Page excerpt:
Brownie’s memories|80-year grad’s tip: Fun just beginning
Published 12:00 am Friday, May 29, 2009
A 1929 Vicksburg High graduate has some words for the class of 2009 as members begin life after high school: the good part is just beginning.
“I liked school and I did well,” said Brownie Moore Davis, 97, “but my life really began after I got graduated.”
Davis’ commencement was 80 years ago Sunday, and as far as she knows she is the last remaining of the 52 graduates in her class.
She does not spend much time thinking about her school years — family and work have replaced those memories — but as Vicksburg schools, both public and private, send new graduates into the world, she shared some of what she recalls.
The 1929 graduation was at what was then Carr Central Junior High on Cherry Street, she said. “We had to have it there because the auditorium at Vicksburg was not big enough. I don’t think we wore caps and gowns,” she said. The building, later a high school and then a junior high again before closing in 1979, still stands.

Listed entries:
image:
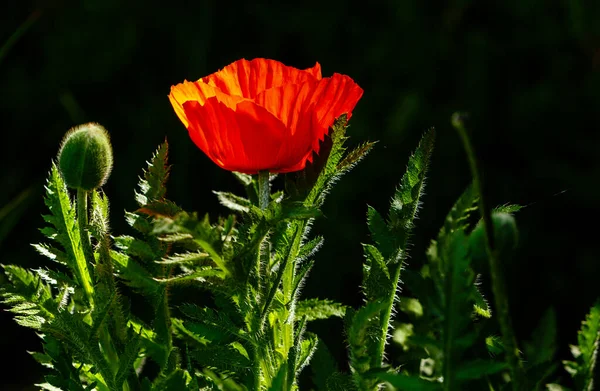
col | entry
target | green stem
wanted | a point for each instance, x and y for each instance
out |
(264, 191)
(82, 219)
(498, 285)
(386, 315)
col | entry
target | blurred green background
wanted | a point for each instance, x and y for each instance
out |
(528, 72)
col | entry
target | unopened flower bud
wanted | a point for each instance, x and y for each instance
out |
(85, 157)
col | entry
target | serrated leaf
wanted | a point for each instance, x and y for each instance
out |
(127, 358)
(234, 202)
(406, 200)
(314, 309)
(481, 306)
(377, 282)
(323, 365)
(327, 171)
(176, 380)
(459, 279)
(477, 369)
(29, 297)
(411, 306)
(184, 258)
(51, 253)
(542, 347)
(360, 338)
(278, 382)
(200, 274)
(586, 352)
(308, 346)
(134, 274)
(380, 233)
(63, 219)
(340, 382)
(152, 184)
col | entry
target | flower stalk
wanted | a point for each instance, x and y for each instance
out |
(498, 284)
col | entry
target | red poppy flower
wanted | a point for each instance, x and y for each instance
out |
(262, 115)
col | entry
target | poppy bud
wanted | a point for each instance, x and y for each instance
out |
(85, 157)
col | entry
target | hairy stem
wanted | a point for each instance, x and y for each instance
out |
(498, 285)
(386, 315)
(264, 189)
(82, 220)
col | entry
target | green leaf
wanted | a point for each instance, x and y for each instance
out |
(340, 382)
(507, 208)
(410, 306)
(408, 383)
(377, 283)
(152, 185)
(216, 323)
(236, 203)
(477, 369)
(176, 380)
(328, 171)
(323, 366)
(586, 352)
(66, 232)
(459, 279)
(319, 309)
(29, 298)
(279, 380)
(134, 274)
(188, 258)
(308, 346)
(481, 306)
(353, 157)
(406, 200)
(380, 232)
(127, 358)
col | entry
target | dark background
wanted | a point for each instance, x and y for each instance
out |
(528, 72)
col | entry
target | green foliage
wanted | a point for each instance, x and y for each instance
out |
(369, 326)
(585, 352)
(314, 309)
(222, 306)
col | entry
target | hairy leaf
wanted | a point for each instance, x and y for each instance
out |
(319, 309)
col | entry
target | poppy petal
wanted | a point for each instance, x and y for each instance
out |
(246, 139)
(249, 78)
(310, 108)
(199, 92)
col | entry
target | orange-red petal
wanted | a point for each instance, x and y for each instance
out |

Directions for this task: Reproduce the full article about Brownie Moore Davis word for word, from its headline through its final sentence.

Expected answer:
Brownie’s memories|80-year grad’s tip: Fun just beginning
Published 12:00 am Friday, May 29, 2009
A 1929 Vicksburg High graduate has some words for the class of 2009 as members begin life after high school: the good part is just beginning.
“I liked school and I did well,” said Brownie Moore Davis, 97, “but my life really began after I got graduated.”
Davis’ commencement was 80 years ago Sunday, and as far as she knows she is the last remaining of the 52 graduates in her class.
She does not spend much time thinking about her school years — family and work have replaced those memories — but as Vicksburg schools, both public and private, send new graduates into the world, she shared some of what she recalls.
The 1929 graduation was at what was then Carr Central Junior High on Cherry Street, she said. “We had to have it there because the auditorium at Vicksburg was not big enough. I don’t think we wore caps and gowns,” she said. The building, later a high school and then a junior high again before closing in 1979, still stands.